##### SELECTED EXCERPT

Tokyo Godfathers (2003) Review

Tokyo Godfathers Animation Still

Tokyo Godfathers (2003)
Directors: Satoshi Kon, Shôgo Furuya
Screenwriters: Satoshi Kon, Keiko Nobumoto
Starring: Tôru Emori, Yoshiaki Umegaki, Aya Okamoto, Kyôko Terase, Hiroya Ishimaru

Christmas is not a time of happiness for all, in fact for a great many people it’s extremely difficult. Can you imagine being alone and on the streets at what is supposedly the most wonderful time of the year? I sincerely hope you do only have to imagine.

Satoshi Kon was an animation visionary who produced four thoughtful, striking and unique features (Perfect Blue; Millennium Actress; Tokyo Godfathers and Paprika) and one anime series (‘Paranoia Agent’) before passing away at the tragically early age of 46. Tokyo Godfathers is easily his most accessible and crowd-pleasing work, the rare Japanese Christmas movie complete with all the tropes and themes a Western audience comes to expect from such a product.

Tokyo Godfathers opens on an unusual sight – a nativity play in Japan with a mismatched pair watching in the audience. Said pair are Gin (Tôru Emori) and Hana/Uncle Bag (Yoshiaki Umegaki), and they live on the streets with teen runaway Miyuki (Aya Okamoto). The lives of all three unlikely companions are about to change as they find the most Christmassy of miracles, an abandoned baby in need of a home. As they try and survive Christmas together and get baby Kiyoko across winter Tokyo to her parents, their varied past lives catch steadily up to all of them.

##########
##### RECORDED DATA

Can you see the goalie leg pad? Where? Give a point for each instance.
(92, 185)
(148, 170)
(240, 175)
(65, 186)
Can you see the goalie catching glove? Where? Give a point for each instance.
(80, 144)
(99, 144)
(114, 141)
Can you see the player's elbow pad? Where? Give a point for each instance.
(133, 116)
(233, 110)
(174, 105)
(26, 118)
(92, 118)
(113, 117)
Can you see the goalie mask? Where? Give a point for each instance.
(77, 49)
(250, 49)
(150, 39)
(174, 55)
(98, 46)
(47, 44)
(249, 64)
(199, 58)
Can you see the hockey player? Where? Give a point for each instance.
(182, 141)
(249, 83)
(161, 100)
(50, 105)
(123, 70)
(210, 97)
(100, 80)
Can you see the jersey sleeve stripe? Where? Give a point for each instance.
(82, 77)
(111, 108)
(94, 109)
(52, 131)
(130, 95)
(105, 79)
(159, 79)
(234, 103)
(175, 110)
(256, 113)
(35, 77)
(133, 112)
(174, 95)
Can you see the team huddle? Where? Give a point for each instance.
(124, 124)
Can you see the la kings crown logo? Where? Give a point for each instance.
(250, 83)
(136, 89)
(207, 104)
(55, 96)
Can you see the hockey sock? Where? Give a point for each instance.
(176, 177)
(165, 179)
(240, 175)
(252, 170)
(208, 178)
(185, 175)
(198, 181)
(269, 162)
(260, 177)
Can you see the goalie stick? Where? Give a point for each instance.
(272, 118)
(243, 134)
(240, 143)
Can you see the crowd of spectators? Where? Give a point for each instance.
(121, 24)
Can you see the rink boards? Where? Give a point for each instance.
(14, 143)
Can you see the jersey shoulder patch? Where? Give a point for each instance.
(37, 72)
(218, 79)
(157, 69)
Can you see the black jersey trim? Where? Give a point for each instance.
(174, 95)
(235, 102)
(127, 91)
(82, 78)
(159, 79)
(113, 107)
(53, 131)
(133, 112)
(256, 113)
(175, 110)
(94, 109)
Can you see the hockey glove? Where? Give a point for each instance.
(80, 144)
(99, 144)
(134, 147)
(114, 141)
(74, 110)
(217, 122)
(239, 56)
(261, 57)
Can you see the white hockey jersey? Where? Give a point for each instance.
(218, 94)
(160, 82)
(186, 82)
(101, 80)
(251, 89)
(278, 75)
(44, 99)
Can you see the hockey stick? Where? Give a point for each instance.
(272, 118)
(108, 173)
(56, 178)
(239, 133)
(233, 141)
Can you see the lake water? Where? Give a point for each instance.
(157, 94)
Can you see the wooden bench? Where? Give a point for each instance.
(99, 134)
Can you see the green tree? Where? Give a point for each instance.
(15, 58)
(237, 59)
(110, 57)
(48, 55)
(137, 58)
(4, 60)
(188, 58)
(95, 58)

##########

▸ **ASSIGNED TASK A**:
In the Tokyo Godfathers review, condense the paragraph beginning "Satoshi Kon was an animation visionary" into a short bulleted list that keeps its main facts.
▸ **ASSIGNED TASK B**:
Quote everything in the review from "Tokyo Godfathers (2003) Review" down to "have to imagine.", word for word.

▸ **REPLY A**:
- Satoshi Kon was an animation visionary.
- He made four features (Perfect Blue, Millennium Actress, Tokyo Godfathers and Paprika) and one anime series ("Paranoia Agent").
- He died at 46.
- Tokyo Godfathers is his most accessible and crowd-pleasing work.
- It is a rare Japanese Christmas movie with the tropes and themes a Western audience expects from the genre.

▸ **REPLY B**:
Tokyo Godfathers (2003) Review

Tokyo Godfathers Animation Still

Tokyo Godfathers (2003)
Directors: Satoshi Kon, Shôgo Furuya
Screenwriters: Satoshi Kon, Keiko Nobumoto
Starring: Tôru Emori, Yoshiaki Umegaki, Aya Okamoto, Kyôko Terase, Hiroya Ishimaru

Christmas is not a time of happiness for all, in fact for a great many people it’s extremely difficult. Can you imagine being alone and on the streets at what is supposedly the most wonderful time of the year? I sincerely hope you do only have to imagine.